**Stored records**
____

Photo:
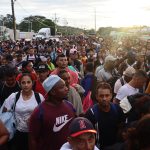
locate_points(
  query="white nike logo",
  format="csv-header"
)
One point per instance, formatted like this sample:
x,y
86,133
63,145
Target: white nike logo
x,y
56,129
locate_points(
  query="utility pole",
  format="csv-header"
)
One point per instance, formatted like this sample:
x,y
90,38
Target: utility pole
x,y
95,20
55,24
14,19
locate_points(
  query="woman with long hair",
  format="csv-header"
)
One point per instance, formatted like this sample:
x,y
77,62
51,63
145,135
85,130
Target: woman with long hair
x,y
24,106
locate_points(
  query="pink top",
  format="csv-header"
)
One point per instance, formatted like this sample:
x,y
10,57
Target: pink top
x,y
73,75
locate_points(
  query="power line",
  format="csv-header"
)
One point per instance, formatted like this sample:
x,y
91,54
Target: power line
x,y
34,16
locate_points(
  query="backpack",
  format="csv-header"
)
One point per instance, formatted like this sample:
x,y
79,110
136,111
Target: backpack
x,y
97,115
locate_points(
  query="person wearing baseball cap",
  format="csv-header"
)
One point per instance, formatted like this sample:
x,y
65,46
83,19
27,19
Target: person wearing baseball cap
x,y
81,136
56,116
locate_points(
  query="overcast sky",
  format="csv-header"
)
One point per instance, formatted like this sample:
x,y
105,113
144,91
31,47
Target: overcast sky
x,y
81,13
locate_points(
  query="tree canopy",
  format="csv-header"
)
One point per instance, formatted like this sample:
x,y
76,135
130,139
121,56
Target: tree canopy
x,y
35,23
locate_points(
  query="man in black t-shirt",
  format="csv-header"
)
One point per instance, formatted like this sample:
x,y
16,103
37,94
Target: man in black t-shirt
x,y
105,116
10,85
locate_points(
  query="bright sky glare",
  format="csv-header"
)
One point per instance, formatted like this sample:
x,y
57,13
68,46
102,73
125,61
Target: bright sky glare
x,y
80,13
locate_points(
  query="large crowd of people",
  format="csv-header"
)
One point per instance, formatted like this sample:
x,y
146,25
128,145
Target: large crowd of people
x,y
78,93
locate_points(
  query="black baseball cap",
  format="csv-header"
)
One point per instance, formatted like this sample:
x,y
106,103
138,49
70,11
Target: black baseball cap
x,y
79,126
42,67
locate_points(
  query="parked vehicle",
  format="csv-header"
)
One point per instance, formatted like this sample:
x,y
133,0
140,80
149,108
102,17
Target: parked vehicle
x,y
44,33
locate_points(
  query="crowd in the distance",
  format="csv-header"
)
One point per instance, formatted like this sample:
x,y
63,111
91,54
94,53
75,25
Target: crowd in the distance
x,y
78,93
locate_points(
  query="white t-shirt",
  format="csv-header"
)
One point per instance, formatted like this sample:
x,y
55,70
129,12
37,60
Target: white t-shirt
x,y
118,85
23,109
102,75
126,90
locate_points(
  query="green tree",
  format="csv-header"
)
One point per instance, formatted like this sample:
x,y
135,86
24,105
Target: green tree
x,y
8,21
36,23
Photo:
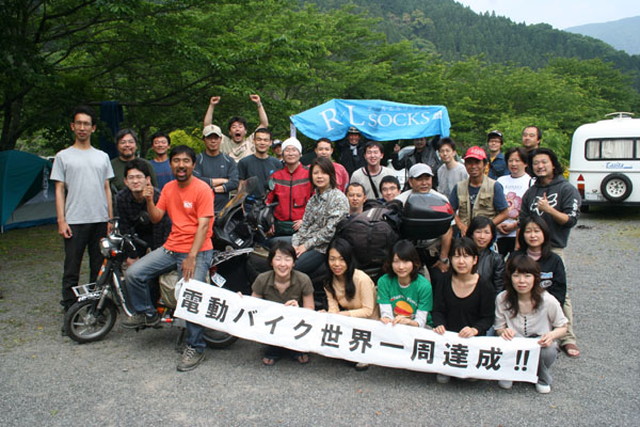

____

**Task instructions**
Gather every line of the stored records above that contains the string "baseball", matching case exactly.

**Result of the exercise**
  query="person wearing baseball cap",
Target: person wearing baseball cap
  query="black baseball cap",
Target: black baseball cap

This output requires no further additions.